Leave out the pictures and set down the rest of the listing below word for word.

* * * * *

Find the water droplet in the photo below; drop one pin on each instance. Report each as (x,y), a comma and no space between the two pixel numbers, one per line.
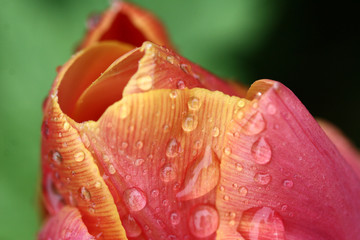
(175,218)
(56,157)
(227,151)
(261,223)
(79,156)
(241,103)
(181,84)
(189,123)
(203,221)
(145,83)
(139,144)
(201,177)
(97,184)
(172,148)
(173,94)
(215,132)
(84,194)
(261,151)
(194,103)
(238,167)
(271,109)
(170,59)
(255,124)
(134,199)
(131,227)
(139,162)
(112,169)
(288,183)
(243,191)
(124,111)
(262,178)
(168,173)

* * * * *

TASK ANSWER.
Find the water droplet in the photo below; drop one pin on each instance. Report each as (x,y), a comma and no space between the two pixel numbers, one per line.
(175,218)
(56,157)
(227,151)
(261,223)
(79,156)
(241,103)
(181,84)
(189,123)
(203,221)
(145,83)
(139,144)
(201,177)
(97,184)
(172,148)
(173,94)
(215,132)
(84,194)
(261,151)
(194,103)
(238,167)
(271,109)
(170,59)
(255,124)
(134,199)
(131,227)
(139,162)
(112,169)
(288,183)
(243,191)
(124,111)
(262,178)
(168,173)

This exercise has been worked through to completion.